### Activity 1:
Using the piece on Frank Brock, answer each question:
(a) At which school is Brock reported to have blown up a stove?
(b) Which service did he first join when the war broke out?
(c) What did he invent while on the Admiralty Board of Invention and Research?
### Activity 2:
According to the piece on Frank Brock, why was the Brock Bullet important? Respond in one to three sentences.
### Activity 3:
Resume the piece on Frank Brock after its final sentence.

### Text passage:
Characters of WW1 - Frank Brock
- Shaun Lewis
- 5 days ago
- 2 min read
CHARACTERS OF WW1
One of the more interesting characters I had to research for my latest WW1 novel, The Suicide Club, was Frank Brock. Brock was a director of the famous, family firework manufacturing company, C T Brock and Company. Forever interested in chemistry and explosives, he is reported to have blown up a stove in an experiment at his school, Dulwich College.
On the outbreak of WW1, he initially joined the Royal Artillery, but within a month was personally poached by Churchill, the First Lord of the Admiralty, to join the Royal Naval Volunteer Reserve. Very soon, he was transferred to the Royal Naval Air Service and engaged on the planning staff for the RNAS’s raid on Friedrichshafen. I describe this thrilling raid in an earlier novel, The Wings of the Wind. Brock and another officer used false passports to enter Switzerland and then row across Lake Constance to southern Germany to spy on the Zeppelin base. Later, Brock was to become a member of the Admiralty Board of Invention and Research. There he invented the Brock Bullet, a type of incendiary bullet that allowed the RNAS and Royal Flying Corps to shoot down the Zeppelins over London. Promoted to Wing Commander in the RNAS, he founded and commanded the Royal Navy Experimental Station at Stratford. It was in this role that he enters my tale, The Suicide Club.

Dataset entries
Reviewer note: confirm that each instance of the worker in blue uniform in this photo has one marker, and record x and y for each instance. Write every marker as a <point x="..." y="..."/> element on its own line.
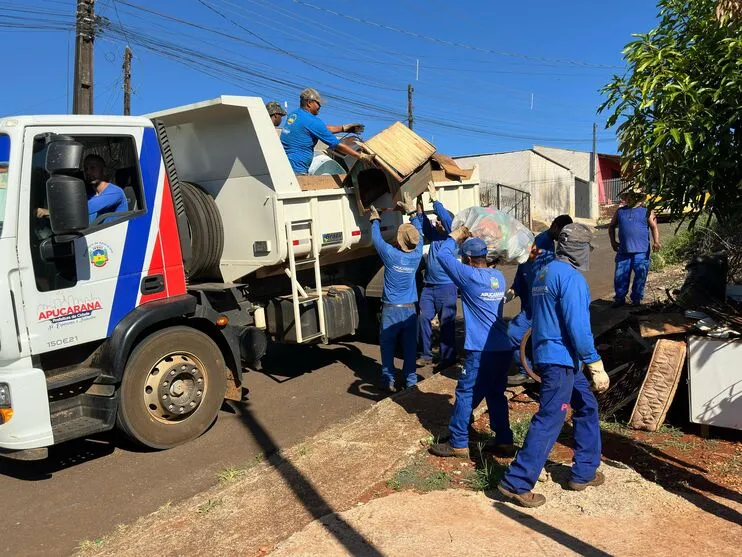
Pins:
<point x="304" y="128"/>
<point x="399" y="296"/>
<point x="521" y="288"/>
<point x="634" y="222"/>
<point x="488" y="349"/>
<point x="439" y="293"/>
<point x="562" y="345"/>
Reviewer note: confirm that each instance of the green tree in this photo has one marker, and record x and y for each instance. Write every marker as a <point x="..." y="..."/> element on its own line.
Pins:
<point x="680" y="108"/>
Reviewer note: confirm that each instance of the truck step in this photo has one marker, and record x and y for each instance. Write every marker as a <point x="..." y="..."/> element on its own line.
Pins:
<point x="71" y="377"/>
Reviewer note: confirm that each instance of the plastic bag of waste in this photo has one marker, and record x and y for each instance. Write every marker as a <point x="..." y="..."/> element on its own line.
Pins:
<point x="505" y="236"/>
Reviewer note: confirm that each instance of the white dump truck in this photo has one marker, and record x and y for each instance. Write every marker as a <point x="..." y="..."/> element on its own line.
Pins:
<point x="146" y="319"/>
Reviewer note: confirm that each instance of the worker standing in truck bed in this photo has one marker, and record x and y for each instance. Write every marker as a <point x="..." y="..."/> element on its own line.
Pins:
<point x="304" y="128"/>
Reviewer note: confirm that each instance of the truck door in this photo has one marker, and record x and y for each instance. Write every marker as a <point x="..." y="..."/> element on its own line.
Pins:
<point x="77" y="290"/>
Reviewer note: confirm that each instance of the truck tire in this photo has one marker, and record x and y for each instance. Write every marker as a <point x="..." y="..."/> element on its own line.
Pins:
<point x="172" y="388"/>
<point x="207" y="232"/>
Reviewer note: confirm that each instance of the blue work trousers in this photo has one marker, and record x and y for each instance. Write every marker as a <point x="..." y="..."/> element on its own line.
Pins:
<point x="625" y="264"/>
<point x="484" y="377"/>
<point x="438" y="300"/>
<point x="561" y="386"/>
<point x="398" y="323"/>
<point x="516" y="331"/>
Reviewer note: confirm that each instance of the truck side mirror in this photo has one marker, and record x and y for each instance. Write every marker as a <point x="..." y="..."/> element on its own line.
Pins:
<point x="68" y="204"/>
<point x="63" y="155"/>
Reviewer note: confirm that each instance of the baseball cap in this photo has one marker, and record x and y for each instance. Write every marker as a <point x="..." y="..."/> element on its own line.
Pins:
<point x="310" y="94"/>
<point x="275" y="108"/>
<point x="474" y="247"/>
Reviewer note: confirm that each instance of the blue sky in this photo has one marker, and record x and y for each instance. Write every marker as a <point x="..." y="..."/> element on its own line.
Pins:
<point x="493" y="75"/>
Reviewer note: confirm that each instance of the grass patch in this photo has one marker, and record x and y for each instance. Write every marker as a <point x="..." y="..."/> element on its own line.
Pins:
<point x="614" y="427"/>
<point x="673" y="431"/>
<point x="488" y="474"/>
<point x="733" y="466"/>
<point x="89" y="545"/>
<point x="230" y="474"/>
<point x="209" y="506"/>
<point x="420" y="476"/>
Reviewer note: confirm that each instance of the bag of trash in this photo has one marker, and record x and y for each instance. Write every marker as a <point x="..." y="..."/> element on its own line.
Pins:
<point x="505" y="236"/>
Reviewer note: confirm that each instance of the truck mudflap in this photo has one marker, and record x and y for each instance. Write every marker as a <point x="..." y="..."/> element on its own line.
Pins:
<point x="30" y="425"/>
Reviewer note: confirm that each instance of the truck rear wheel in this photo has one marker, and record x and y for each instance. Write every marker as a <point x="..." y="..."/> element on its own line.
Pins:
<point x="207" y="232"/>
<point x="172" y="388"/>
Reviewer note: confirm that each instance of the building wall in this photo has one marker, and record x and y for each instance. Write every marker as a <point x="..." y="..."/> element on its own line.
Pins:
<point x="552" y="189"/>
<point x="550" y="185"/>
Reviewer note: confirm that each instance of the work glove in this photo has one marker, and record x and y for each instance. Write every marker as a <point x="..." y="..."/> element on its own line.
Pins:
<point x="408" y="205"/>
<point x="353" y="128"/>
<point x="599" y="380"/>
<point x="460" y="234"/>
<point x="431" y="191"/>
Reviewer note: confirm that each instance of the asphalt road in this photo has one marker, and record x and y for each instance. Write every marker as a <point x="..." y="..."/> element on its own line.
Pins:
<point x="85" y="488"/>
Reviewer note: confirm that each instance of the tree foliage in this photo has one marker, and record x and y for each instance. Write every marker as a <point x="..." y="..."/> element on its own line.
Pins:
<point x="680" y="108"/>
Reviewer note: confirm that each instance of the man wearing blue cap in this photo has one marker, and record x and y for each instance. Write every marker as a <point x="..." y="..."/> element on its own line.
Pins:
<point x="398" y="313"/>
<point x="562" y="344"/>
<point x="488" y="350"/>
<point x="439" y="292"/>
<point x="521" y="286"/>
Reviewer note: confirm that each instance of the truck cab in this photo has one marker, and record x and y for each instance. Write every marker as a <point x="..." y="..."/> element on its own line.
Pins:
<point x="145" y="318"/>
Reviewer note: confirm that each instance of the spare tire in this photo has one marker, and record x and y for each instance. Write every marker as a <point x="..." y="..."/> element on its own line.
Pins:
<point x="207" y="232"/>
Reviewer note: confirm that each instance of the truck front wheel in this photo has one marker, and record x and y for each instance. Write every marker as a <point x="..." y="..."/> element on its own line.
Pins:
<point x="172" y="388"/>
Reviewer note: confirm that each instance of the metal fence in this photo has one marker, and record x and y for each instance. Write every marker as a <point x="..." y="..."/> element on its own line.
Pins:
<point x="613" y="188"/>
<point x="505" y="198"/>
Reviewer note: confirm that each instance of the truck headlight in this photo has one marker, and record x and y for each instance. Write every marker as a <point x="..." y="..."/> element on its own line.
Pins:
<point x="4" y="395"/>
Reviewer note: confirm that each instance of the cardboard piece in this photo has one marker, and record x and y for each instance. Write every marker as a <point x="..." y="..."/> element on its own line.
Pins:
<point x="322" y="182"/>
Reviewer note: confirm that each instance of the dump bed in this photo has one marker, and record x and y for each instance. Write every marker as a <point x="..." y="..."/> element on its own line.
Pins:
<point x="229" y="146"/>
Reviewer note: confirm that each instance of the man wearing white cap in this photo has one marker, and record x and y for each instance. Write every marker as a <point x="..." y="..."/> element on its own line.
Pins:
<point x="304" y="128"/>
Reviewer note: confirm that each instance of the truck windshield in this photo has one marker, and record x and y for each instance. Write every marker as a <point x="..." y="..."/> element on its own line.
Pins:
<point x="4" y="162"/>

### Task response 1:
(a) Dulwich College
(b) The Royal Artillery
(c) The Brock Bullet, a type of incendiary bullet

### Task response 2:
The Brock Bullet was an incendiary bullet. It allowed the Royal Naval Air Service and the Royal Flying Corps to shoot down the Zeppelins over London.

### Task response 3:
The Commander-in-Chief at Dover was frustrated that German U-boats were passing through the barrage of anti-submarine nets across the Channel by surfacing at night and sailing over them. The admiral invited Brock to invent some form of illumination to be used by the vessels guarding the barrage. From it came the highly successful and pwerful Dover Flares of one million candela and later deployed by the RAF Pathfinders during WW2. The C-in-C, Roger Keyes, later claimed that the flares led directly to the destruction of thirteen German submarines. Impressed by their success, he then asked Brock to help with a plan he was drawing up to launch a raid on the German-held ports of Zeebrugge and Ostend. In order to maintain secrecy until the last minutes of the assault, the Royal Navy needed a new form of smoke screen. I describe the raid on Zeebrugge in my novel and, also, how Brock persuaded his superiors not only to allow him to be on the raid, but to go ashore in pursuit of a new form of sound direction system the Germans were rumoured to have invented. Armed with a revolver and cutlass, Brock was one of the storming party on the mole at Zeebrugge. He is reputed to have become involved in a sword fight with a German before he was killed. His courage was typical of that shown on the raid. Only the battle at Rorke’s Drift led to the award of more Victoria Crosses. I commend to you, not just my gripping thriller, The Suicide Club, but the fascinating biography of Brock, Gunpowder and Glory.